─── SOURCE DOCUMENT

MOUNT VERNON — Tuesday marked the 37th day of testimony in the contract termination hearing of suspended Mount Vernon Middle School science teacher John Freshwater, but, despite statements made last week, it was not the last. The hearing will resume at 9 a.m. on Tuesday, June 22.
Rebuttal witnesses Tuesday included Marcia Orsborn, a MVMS teacher; the Rev. Mark Hammond, pastor of St. Vincent de Paul Catholic Church; Dr. Patricia Princehouse, instructor of evolutionary biology and the history and philosophy of science at Case Western Reserve University; and Professor Steve Rissing, biology professor at The Ohio State University.
In previous testimony, Freshwater said he didn’t have anything against Catholics and never questioned that Catholics are Christian. On Tuesday, Orsborn said she, at the request of a parent, asked Freshwater, in his role as advisor to the Fellowship of Christian Athletes, to invite a Catholic priest to speak at FCA.
“He said he would have to check his Bible,” Orsborn said. “When I asked him why, he said, ‘I’d have to check because I don’t know if he’s a Christian.’”
She said she was upset when Freshwater said, “I’m not sure a Catholic is a Christian.”
Orsborn said Freshwater eventually said she could contact a Catholic priest, so she called the parish office and left a message.
In December, Freshwater said he did not initiate contact with FCA speakers. On Tuesday, Hammond said, “To the best of my recollection, it was Mr. Freshwater who asked me to speak [at FCA.]”
Hammond did not recall any contact with a student FCA member until he spoke at a meeting.
In 2003, Freshwater proposed to the Mount Vernon school board that it implement a policy to “scientifically and critically examine” Darwin’s theory of evolution. He testified in December that the intent of the proposal was not “to get the school board to teach religion, creationism or intelligent design.” He said he “would not teach creationism in a public school.”
Princehouse on Tuesday said the proposal was taken verbatim from an intelligent design Web site. In her opinion, it was indeed intended to substitute religion for scientific understanding, and to actually teach creationism. She said Freshwater would have known he was proposing a religious aspect as opposed to a scientific one.
Asked about one of Freshwater’s lesson plans which mentioned “specified complexity” and “irreducible complexity, ” Princehouse said they are buzz words for intelligent design and creationism and are not true scientific concepts. Rissing also said they are inappropriate for an eighth-grade science class.
In December, Freshwater made frequent references to Ohio’s eighth-grade science content standards. Princehouse and Rissing described how the standards were developed and mentioned the resources on which the proposed standards were based.
One benchmark, or indicator, deals with the subject of bias. Princehouse and Rissing both said some of the material Freshwater said he used to teach bias, such as a giraffe worksheet, were not appropriate. Rissing, who helped develop the state standards, said Freshwater’s usage was not what the committee had in mind when developing the standards.
For example, the giraffe exercise, he said, is a creationist document and is “totally incorrect biologically. It is not an example of scientific bias. ... It is not biology. It does not speak to the standards. ... This is not the sense of the word bias in science. Science bias relates to the process of how you do science.”
Rissing also said it was wrong to use materials from Answers in Genesis or to allow students to access the Answers in Genesis Web site for science research.
Asked whether it would be appropriate to allow students to debate intelligent design versus evolution in an eighth-grade class, Princehouse and Rissing both said science is not a debate but a discussion, and debating is not a good way to teach scientific concepts.
Pressed by Freshwater’s attorney Kelly Hamilton, Rissing said there was no written definition of bias in the standards.

──────

ACTIVITY LIST:
A: According to the article on the John Freshwater hearing, at what time and on what date will the hearing resume?
B: From the article on the John Freshwater hearing, return the stretch from "In December, Freshwater made" through "developing the standards.", word for word.
The rows play no part in this work and can be ignored.

─── DATA EXTRACT

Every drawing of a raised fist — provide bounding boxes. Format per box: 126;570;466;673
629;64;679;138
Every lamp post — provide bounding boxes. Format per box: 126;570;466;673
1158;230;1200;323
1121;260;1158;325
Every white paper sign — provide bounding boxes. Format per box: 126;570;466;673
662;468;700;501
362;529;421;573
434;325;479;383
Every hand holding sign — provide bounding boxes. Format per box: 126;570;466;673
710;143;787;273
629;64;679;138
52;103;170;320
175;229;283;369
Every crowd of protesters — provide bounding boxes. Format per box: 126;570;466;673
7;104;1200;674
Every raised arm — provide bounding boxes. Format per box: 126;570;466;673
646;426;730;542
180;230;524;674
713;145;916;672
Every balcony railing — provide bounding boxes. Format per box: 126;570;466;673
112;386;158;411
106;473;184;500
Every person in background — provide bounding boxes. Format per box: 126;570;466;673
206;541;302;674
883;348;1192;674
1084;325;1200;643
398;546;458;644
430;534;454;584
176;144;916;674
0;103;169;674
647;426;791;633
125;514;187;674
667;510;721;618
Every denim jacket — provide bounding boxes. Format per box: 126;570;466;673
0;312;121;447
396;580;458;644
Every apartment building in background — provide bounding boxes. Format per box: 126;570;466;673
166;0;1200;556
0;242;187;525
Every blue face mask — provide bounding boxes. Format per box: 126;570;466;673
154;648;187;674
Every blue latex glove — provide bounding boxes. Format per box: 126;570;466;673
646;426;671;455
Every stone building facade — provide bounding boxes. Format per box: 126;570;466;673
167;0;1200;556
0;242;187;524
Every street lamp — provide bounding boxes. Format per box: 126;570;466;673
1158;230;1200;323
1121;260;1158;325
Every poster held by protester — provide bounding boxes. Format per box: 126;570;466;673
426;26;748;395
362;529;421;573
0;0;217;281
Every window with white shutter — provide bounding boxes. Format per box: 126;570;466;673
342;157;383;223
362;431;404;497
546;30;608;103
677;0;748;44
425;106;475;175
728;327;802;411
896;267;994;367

──────

OUTPUTS BY TASK:
A: At 9 a.m. on Tuesday, June 22.

B:
In December, Freshwater made frequent references to Ohio’s eighth-grade science content standards. Princehouse and Rissing described how the standards were developed and mentioned the resources on which the proposed standards were based.
One benchmark, or indicator, deals with the subject of bias. Princehouse and Rissing both said some of the material Freshwater said he used to teach bias, such as a giraffe worksheet, were not appropriate. Rissing, who helped develop the state standards, said Freshwater’s usage was not what the committee had in mind when developing the standards.